Goal: Give the listing below again in full, exactly as written.

--- Excerpted data ---

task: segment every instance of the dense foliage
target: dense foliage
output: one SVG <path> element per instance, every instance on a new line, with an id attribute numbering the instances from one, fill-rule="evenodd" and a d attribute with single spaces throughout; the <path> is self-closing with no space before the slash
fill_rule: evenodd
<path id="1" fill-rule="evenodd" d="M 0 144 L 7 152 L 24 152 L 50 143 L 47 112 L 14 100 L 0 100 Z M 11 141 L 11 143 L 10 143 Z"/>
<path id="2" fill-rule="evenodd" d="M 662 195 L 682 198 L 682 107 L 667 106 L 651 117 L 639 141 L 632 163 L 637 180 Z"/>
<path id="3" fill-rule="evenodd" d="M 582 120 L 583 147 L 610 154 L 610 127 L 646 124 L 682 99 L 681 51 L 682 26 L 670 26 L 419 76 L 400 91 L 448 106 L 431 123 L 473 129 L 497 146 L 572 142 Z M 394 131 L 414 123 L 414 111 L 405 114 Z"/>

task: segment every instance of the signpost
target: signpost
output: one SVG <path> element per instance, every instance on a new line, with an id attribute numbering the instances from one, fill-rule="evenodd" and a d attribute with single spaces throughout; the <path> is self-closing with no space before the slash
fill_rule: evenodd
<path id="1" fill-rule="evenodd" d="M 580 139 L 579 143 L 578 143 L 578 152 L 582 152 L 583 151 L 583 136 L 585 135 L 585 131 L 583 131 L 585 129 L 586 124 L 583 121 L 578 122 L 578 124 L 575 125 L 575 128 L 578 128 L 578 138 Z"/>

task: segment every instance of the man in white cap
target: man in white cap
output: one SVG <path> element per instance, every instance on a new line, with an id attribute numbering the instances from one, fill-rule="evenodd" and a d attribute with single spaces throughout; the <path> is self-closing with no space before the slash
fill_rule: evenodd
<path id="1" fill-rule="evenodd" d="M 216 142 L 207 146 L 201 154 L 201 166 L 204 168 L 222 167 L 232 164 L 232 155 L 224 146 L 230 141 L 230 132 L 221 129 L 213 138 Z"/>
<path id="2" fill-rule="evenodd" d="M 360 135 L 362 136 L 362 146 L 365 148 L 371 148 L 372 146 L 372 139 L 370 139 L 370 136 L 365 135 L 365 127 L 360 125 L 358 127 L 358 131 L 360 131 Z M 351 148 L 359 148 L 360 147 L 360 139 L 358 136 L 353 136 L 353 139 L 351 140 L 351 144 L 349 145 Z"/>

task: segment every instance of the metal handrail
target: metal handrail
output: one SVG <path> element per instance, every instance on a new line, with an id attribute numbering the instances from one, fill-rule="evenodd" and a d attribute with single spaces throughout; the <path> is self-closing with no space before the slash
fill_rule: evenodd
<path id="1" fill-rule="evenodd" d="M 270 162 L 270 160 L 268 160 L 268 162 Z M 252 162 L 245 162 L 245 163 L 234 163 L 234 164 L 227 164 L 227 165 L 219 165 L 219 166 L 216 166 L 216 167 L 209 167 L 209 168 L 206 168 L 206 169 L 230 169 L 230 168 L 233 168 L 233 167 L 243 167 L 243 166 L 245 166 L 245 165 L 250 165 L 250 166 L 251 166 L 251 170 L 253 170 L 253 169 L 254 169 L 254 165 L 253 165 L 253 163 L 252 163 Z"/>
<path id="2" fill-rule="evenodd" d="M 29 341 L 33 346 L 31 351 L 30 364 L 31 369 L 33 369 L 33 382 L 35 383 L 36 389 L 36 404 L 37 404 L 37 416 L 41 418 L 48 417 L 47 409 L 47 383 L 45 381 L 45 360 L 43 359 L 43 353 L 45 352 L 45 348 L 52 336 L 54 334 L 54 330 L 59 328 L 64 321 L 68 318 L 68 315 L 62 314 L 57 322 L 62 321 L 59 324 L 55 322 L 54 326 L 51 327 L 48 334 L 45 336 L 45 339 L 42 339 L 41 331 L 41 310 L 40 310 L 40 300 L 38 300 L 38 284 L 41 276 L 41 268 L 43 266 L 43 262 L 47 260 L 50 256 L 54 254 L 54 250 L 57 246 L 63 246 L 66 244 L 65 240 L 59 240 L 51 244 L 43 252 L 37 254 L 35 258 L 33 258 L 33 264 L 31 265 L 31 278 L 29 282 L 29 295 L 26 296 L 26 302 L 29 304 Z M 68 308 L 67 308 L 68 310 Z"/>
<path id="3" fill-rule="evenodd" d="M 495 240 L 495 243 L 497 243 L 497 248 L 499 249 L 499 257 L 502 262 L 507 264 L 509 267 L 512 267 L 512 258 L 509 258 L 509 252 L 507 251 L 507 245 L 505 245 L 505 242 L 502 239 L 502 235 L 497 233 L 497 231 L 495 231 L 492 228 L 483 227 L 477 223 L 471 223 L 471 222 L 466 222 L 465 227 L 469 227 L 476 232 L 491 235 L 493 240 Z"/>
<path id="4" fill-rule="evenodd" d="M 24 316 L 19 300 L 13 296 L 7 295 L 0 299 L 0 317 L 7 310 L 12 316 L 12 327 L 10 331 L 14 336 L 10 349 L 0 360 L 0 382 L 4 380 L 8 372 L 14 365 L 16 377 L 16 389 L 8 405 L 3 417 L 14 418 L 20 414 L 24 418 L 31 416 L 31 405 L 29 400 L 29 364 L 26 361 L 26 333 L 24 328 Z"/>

---

Answer to this problem:
task: segment every instance of the dense foliage
target: dense foliage
output: one SVG <path> element per instance, every instance on a new line, with an id attribute numbering the instances from one, fill-rule="evenodd" and a d attribute with single spaces throughout; the <path> is self-closing with no space before the slash
fill_rule: evenodd
<path id="1" fill-rule="evenodd" d="M 0 144 L 7 152 L 24 152 L 50 143 L 47 112 L 14 100 L 0 100 Z M 11 141 L 11 143 L 10 143 Z"/>
<path id="2" fill-rule="evenodd" d="M 662 195 L 682 198 L 682 107 L 667 106 L 651 117 L 639 141 L 632 163 L 637 180 Z"/>
<path id="3" fill-rule="evenodd" d="M 582 120 L 583 147 L 610 154 L 610 127 L 646 124 L 682 99 L 681 51 L 682 26 L 670 26 L 419 76 L 400 91 L 448 106 L 431 123 L 473 129 L 497 146 L 572 142 Z M 394 131 L 414 123 L 414 111 L 405 114 Z"/>

task: segment every instance of the signpost
target: signpost
output: one SVG <path> element per instance, every instance on a new line, with an id attribute numbering the instances from one, fill-rule="evenodd" and a d attribute with single spaces throughout; the <path> is self-closing with no space before the slash
fill_rule: evenodd
<path id="1" fill-rule="evenodd" d="M 580 139 L 579 143 L 578 143 L 578 152 L 582 152 L 583 151 L 583 136 L 585 135 L 585 131 L 583 131 L 585 129 L 586 124 L 583 121 L 578 122 L 578 124 L 575 125 L 575 128 L 578 128 L 578 138 Z"/>

task: segment every instance of the man in white cap
target: man in white cap
output: one SVG <path> element per instance, every instance on a new line, with an id attribute numbering the instances from one, fill-rule="evenodd" and a d attribute with single spaces throughout; the <path> is self-closing with no space before the slash
fill_rule: evenodd
<path id="1" fill-rule="evenodd" d="M 216 142 L 207 146 L 201 154 L 201 166 L 204 168 L 222 167 L 232 164 L 232 155 L 224 146 L 230 141 L 230 132 L 221 129 L 213 138 Z"/>
<path id="2" fill-rule="evenodd" d="M 360 135 L 362 136 L 362 146 L 365 148 L 371 148 L 372 146 L 372 139 L 370 139 L 370 136 L 365 135 L 365 127 L 360 125 L 358 127 L 358 131 L 360 131 Z M 351 148 L 359 148 L 360 147 L 360 139 L 358 136 L 353 136 L 353 139 L 351 140 L 351 144 L 349 145 Z"/>

task: segment every instance of the metal handrail
target: metal handrail
output: one SVG <path> element per instance, every instance on a new line, with an id attribute numbering the instances from one, fill-rule="evenodd" and a d attribute with single spaces throughout; the <path> is self-closing with no space before the slash
fill_rule: evenodd
<path id="1" fill-rule="evenodd" d="M 270 162 L 270 160 L 268 160 L 268 162 Z M 252 162 L 245 162 L 245 163 L 234 163 L 234 164 L 227 164 L 227 165 L 219 165 L 219 166 L 216 166 L 216 167 L 209 167 L 209 168 L 206 168 L 206 169 L 230 169 L 230 168 L 233 168 L 233 167 L 243 167 L 243 166 L 245 166 L 245 165 L 250 165 L 250 166 L 251 166 L 251 170 L 253 170 L 253 169 L 254 169 L 254 165 L 253 165 L 253 163 L 252 163 Z"/>
<path id="2" fill-rule="evenodd" d="M 29 341 L 33 346 L 31 351 L 30 364 L 31 369 L 33 369 L 33 382 L 35 383 L 36 389 L 36 404 L 37 404 L 37 416 L 41 418 L 48 417 L 47 409 L 47 383 L 45 381 L 45 360 L 43 359 L 43 353 L 45 352 L 45 348 L 52 336 L 54 334 L 54 330 L 59 328 L 64 321 L 68 318 L 68 315 L 62 314 L 57 322 L 62 321 L 59 324 L 55 322 L 54 326 L 51 327 L 48 334 L 45 336 L 45 339 L 42 339 L 41 331 L 41 310 L 40 310 L 40 300 L 38 300 L 38 284 L 41 276 L 41 268 L 43 266 L 43 262 L 47 260 L 50 256 L 54 254 L 54 250 L 57 246 L 63 246 L 66 244 L 65 240 L 59 240 L 51 244 L 43 252 L 37 254 L 35 258 L 33 258 L 33 264 L 31 265 L 31 278 L 29 282 L 29 295 L 26 296 L 26 302 L 29 304 Z M 68 308 L 67 308 L 68 310 Z"/>
<path id="3" fill-rule="evenodd" d="M 495 240 L 495 243 L 497 243 L 497 248 L 499 249 L 499 257 L 502 262 L 507 264 L 509 267 L 512 267 L 512 258 L 509 258 L 509 252 L 507 251 L 507 245 L 505 245 L 505 242 L 502 239 L 502 235 L 497 233 L 497 231 L 495 231 L 492 228 L 483 227 L 477 223 L 471 223 L 471 222 L 466 222 L 465 227 L 469 227 L 476 232 L 491 235 L 493 240 Z"/>
<path id="4" fill-rule="evenodd" d="M 24 316 L 19 300 L 13 296 L 7 295 L 0 299 L 0 317 L 7 310 L 12 316 L 12 327 L 10 331 L 14 336 L 10 349 L 0 360 L 0 382 L 4 380 L 8 372 L 14 365 L 16 377 L 16 389 L 8 405 L 3 417 L 14 418 L 20 414 L 24 418 L 31 416 L 31 405 L 29 400 L 29 364 L 26 361 L 26 333 L 24 328 Z"/>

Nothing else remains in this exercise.